» REQUIRED TASKS:
A) Answer these questions about the text on Newcastle's shifting sands:
(i) On what date was the Select Committee of the Legislative Council appointed?
(ii) What sum did that committee recommend be granted towards reclaiming the Sand Hills?
(iii) As far as which street did the Bar Beach dunes reach?
B) Count the lines of the records that contain the string "blue", treating case as significant, and give only the number.
[START DOCUMENT SECTION]
The “Plan Shewing the Shifting Sands” by John Edward Newell Bull, on 4th August 1850 was recently provided by Mr Charles Martin. Courtesy of the State Library of New South Wales, the plan displays an insight into Newcastle’s past problems with the shifting sands that threatened to engulf the town.
The Select Committee of the Legislative Council, appointed on the 15th June, 1852, “to inquire into and report as to the best means of preventing the injuries likely to arise to the cities of Sydney and Newcastle by the influx of sand from the neighbourhood of those cities,” recommended the sum of £250 be granted towards reclaiming the Sand Hills. The also suggested that “two fences or scrubs of brushwood be erected from twenty to thirty yards apart, parallel to the beach, a little above high water mark, from six to ten feet high, sufficiently stable to stand the force of the strongest gales, and to protect from the trespass of cattle the space they enclose.” (Read the transcription by Jen Willetts of the report by Edward Flood, Chairman in the Maitland Mercury here “Sand Drifts at Newcastle 1852“)
Back in 2004, whilst on the hunt for the Convict Mines of Newcastle in New South Wales State Records we came across the design for the fence that would be erected to hold back the sands.
The plan is entitled “Design for Fence To be erected on the Sandhills at Newcastle” the description of the file NRS 12419 Public Works Special Bundles 1846-1963 is “Newcastle — Fence at Sand-Hills, 1868 [2/893 part]”. Click on the images for a closer view.
This provides a wonderful example why we need our coastal bush regeneration works to continue.
According to Russell Rigby’s research, there were 2 main areas of active sand dunes and drifts in the 19th century:
– northwards from Newcastle Beach to the harbour (the “Sandhills”) shown on the attached 1851 harbour chart – the sand-drift later extended to at least the Lumber Yard Site near Watt St, and into the harbour affecting the navigation channels
– inland from Bar Beach/Merewether Beach. The Bar Beach dunes reached as far as Darby Street and threatened to block the roads several times up to about 1900.
[END DOCUMENT SECTION]
[START RECORDED DATA]
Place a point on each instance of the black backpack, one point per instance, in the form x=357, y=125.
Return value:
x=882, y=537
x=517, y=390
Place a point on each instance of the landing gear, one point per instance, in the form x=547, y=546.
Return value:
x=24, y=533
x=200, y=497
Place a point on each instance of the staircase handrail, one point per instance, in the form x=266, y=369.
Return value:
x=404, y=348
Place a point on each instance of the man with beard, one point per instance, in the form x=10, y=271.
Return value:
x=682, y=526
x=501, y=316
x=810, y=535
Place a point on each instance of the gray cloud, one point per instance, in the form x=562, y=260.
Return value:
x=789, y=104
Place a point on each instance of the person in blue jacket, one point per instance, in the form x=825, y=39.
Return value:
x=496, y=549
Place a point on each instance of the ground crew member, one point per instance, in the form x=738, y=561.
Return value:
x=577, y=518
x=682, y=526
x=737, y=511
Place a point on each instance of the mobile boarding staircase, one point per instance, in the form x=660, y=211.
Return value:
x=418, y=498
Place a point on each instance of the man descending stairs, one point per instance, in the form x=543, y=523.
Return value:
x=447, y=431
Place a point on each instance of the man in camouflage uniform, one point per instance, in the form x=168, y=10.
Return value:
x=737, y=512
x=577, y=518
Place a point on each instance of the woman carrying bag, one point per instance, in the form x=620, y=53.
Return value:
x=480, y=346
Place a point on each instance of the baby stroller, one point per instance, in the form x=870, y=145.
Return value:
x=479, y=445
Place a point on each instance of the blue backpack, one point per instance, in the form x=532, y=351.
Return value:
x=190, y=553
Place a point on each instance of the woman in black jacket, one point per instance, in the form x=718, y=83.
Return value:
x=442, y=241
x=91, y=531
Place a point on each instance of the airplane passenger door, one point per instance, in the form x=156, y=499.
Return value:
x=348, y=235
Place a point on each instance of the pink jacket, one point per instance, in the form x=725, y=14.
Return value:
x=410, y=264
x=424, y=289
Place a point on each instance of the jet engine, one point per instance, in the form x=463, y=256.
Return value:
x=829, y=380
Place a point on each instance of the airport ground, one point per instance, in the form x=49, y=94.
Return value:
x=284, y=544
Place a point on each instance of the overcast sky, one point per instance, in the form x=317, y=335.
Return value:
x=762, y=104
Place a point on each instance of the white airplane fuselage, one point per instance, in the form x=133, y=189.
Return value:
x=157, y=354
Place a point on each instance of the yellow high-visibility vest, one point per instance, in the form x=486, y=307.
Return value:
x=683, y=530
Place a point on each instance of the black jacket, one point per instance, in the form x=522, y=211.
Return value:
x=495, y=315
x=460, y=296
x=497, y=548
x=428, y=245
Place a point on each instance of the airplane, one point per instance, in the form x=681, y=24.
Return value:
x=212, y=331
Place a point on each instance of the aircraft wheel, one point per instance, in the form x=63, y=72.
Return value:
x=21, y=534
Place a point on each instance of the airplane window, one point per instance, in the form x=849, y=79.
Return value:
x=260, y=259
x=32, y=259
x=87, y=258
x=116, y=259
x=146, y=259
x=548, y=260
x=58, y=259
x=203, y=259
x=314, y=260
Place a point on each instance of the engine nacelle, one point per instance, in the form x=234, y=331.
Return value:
[END RECORDED DATA]
» TASK ANSWERS:
A)
(i) The 15th June, 1852.
(ii) £250.
(iii) Darby Street.

B) 2